• [Supplied text]
►

Crystal Structure Theory and Applications
Vol.06 No.03(2017), Article ID:78830,18 pages

Synthesis and Crystal Structure of N-(2-Pyridylmethyl)-L-Alanine) Isothiocyanate Cobalt(III)

Sally-Judith E. Ntum1, Awawou G Paboudam1, Asseng M. Conde2, Linda D. Nyamen1, Aminou Mohamadou3, James Raftery4, Peter T. Ndifon1*

1Department of Inorganic Chemistry, Faculty of Science, University of Yaoundé 1, Yaoundé, Cameroon

2Department of Chemistry, Faculty of Science, University of Douala, Douala, Cameroon

3Institut de Chimie Moléculaire de Reims (ICMR), Groupe de Chimie de Coordination, Université de Reims Champagne-Ardenne, Reims, France

4School of Chemistry and Materials Science, University of Manchester, Manchester, UK

Copyright © 2017 by authors and Scientific Research Publishing Inc.

This work is licensed under the Creative Commons Attribution International License (CC BY 4.0).

Received: August 1, 2017; Accepted: August 28, 2017; Published: August 31, 2017


The title compound, [N-(2-pyridylmethyl)-(L)-alanine]Co(III) thiocyanate (1) was obtained from the reaction of Co(OOCH3)2∙H2O with the tridentate reduced Schiff base ligand, N-(2-pyridylmethyl)-(L)-alanine (L) and NH4SCN and characterized by elemental analysis, IR, UV-visible, TGA and single- crystal X-ray diffraction. Structural and spectroscopic analyses reveal [Co(L)2)]SCN to be monomeric with Cobalt(III) adopting a pseudo-octahedral geometry, coordinating to two reduce Schiff base ligands. In the crystal lattice, the thiocyanate anion forms an intermolecular SCN∙∙∙HNamine hydrogen bond, while adjacent monomers are linked by intermolecular Ocarboxyl∙∙∙HNamine∙∙∙H-bonds to form a supramolecular network. This work is therefore undertaken in an attempt to construct coordination framework structures of varying properties using the mixed-ligand strategy involving reduced Schiff bases and the thiocyanate ion.

◄

• [Dataset content]
►

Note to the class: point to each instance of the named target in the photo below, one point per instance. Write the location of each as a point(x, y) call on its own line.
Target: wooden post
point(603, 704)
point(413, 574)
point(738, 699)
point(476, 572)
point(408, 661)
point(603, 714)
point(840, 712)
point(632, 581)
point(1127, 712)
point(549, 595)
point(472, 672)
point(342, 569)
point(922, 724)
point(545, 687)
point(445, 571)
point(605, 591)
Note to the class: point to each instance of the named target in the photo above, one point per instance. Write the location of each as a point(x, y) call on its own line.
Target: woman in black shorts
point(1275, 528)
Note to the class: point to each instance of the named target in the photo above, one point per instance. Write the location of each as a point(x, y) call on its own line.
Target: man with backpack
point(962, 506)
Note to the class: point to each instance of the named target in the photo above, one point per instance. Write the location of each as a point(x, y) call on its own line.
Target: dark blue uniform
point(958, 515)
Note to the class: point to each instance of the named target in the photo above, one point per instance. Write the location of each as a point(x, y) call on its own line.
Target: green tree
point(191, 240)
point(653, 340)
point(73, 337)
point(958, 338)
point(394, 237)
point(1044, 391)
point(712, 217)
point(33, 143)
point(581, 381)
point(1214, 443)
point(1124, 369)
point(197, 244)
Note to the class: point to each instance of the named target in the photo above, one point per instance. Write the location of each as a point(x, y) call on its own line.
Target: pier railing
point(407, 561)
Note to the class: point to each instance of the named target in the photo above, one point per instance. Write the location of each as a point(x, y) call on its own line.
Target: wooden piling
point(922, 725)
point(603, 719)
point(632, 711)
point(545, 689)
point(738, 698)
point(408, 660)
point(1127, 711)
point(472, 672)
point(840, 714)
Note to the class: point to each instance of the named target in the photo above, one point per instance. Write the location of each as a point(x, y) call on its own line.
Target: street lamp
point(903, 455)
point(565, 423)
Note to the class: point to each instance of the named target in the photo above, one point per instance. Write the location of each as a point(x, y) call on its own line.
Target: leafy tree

◄

• [Things to do]
(a) Please summarize the cobalt complex article in two sentences.
(b) Copy the part of the cobalt complex article between "Sally-Judith E. Ntum1, Awawou" and "Research Publishing Inc.", inclusive, substituting "University of Reims Champagne-Ardenne" for "Université de Reims Champagne-Ardenne".
None of this draws on the data.

• [Full answers]
(a) The cobalt(III) compound [Co(L)2]SCN was made by reacting Co(OOCH3)2∙H2O with the tridentate reduced Schiff base ligand N-(2-pyridylmethyl)-(L)-alanine and NH4SCN, then characterized by elemental analysis, IR, UV-visible, TGA and single-crystal X-ray diffraction. The analyses show it is monomeric, with cobalt(III) in a pseudo-octahedral geometry bound to two of the ligands; the thiocyanate anion forms an intermolecular hydrogen bond with the amine, and adjacent monomers are joined by carboxyl-amine hydrogen bonds into a supramolecular network.

(b)
Sally-Judith E. Ntum1, Awawou G Paboudam1, Asseng M. Conde2, Linda D. Nyamen1, Aminou Mohamadou3, James Raftery4, Peter T. Ndifon1*

1Department of Inorganic Chemistry, Faculty of Science, University of Yaoundé 1, Yaoundé, Cameroon

2Department of Chemistry, Faculty of Science, University of Douala, Douala, Cameroon

3Institut de Chimie Moléculaire de Reims (ICMR), Groupe de Chimie de Coordination, University of Reims Champagne-Ardenne, Reims, France

4School of Chemistry and Materials Science, University of Manchester, Manchester, UK

Copyright © 2017 by authors and Scientific Research Publishing Inc.